— start Given text —

And in Delaware, lawmakers are taking a third path entirely, just regulate stablecoin issuers like part of the banking system and move on.
The U.S. view
The American approach is increasingly clear, even if the bill itself is still only a draft. The latest text of the CLARITY Act says providers may not pay “any form of interest or yield” solely for holding a payment stablecoin, while leaving room for activity-based rewards tied to payments, transfers, or DeFi participation.
Senators Thom Tillis and Angela Alsobrooks reached an “agreement in principle” on this language with the White House on March 20, though the bill still needs to clear committee and pass both chambers.
The logic is as political as it is regulatory. Traditional savings accounts currently yield 0.01–0.50% annually. And some crypto platforms have been offering 3.5–4% on stablecoin deposits.
This is a gap so big that banking lobbyists argue could trigger deposit outflows from the traditional financial system. So the U.S. is moving toward a model where stablecoins can circulate freely as payment instruments but cannot quietly become competitive with ordinary bank deposits by paying passive interest.
If that rule holds, expect crypto platforms to restructure rewards around activity rather than balances, for example trading incentives, payments bonuses, and liquidity mining rather than anything that resembles a savings rate.
Europe’s problem
Europe has almost the opposite issue. The regulatory framework already exists, MiCA took effect in late 2024, but Circle argues it may be so restrictive that it chokes adoption before it really gains traction.
In its formal response to the European Commission’s Market Integration Package, sent March 20, Circle described the package as a “meaningful step toward a digitally enabled financial system” while pushing for changes on two fronts.

— end Given text —
— start Excerpted records —

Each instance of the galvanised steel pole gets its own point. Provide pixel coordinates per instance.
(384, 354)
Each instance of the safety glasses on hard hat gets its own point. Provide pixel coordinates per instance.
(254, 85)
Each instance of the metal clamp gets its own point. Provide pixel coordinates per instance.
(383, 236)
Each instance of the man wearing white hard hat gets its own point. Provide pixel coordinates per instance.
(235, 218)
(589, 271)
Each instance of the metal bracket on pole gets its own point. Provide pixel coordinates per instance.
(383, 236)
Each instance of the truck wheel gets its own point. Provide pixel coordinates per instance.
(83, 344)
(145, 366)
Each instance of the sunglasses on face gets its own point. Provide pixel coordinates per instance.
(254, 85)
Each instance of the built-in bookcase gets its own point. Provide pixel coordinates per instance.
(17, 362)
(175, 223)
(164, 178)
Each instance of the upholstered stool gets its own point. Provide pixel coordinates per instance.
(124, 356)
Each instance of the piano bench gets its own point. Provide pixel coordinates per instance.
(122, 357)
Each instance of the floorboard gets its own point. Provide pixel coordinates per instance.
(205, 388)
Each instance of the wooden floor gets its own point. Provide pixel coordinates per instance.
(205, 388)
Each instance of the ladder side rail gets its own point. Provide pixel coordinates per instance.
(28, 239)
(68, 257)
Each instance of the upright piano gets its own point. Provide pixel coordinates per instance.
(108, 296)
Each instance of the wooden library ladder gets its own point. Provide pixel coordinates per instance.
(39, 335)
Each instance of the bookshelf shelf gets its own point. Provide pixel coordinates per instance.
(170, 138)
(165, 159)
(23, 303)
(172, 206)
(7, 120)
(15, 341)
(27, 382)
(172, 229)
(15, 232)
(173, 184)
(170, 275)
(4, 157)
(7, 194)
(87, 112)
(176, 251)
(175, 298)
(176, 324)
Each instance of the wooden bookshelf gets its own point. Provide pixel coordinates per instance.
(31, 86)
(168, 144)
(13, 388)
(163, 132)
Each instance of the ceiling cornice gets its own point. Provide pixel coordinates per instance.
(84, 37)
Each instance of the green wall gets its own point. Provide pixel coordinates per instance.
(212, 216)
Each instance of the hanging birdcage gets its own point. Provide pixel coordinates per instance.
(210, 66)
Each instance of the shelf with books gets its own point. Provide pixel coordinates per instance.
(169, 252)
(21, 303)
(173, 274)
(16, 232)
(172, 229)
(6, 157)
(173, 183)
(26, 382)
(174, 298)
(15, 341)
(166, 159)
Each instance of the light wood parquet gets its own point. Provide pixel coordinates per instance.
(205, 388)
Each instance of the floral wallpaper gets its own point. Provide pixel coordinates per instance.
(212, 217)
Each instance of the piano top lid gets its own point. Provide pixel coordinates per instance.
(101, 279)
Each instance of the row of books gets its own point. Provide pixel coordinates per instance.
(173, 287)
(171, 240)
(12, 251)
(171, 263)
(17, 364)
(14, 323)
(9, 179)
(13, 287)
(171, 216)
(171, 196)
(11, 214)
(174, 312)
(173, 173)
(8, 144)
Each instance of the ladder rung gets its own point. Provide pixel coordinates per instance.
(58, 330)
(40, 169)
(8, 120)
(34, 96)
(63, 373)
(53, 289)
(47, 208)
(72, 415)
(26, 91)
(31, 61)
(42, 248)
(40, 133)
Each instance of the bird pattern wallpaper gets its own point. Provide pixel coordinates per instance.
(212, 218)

— end Excerpted records —

# Short problem
According to the stablecoin regulation text, what annual rate have some crypto platforms been offering on stablecoin deposits?

# Task result
3.5–4%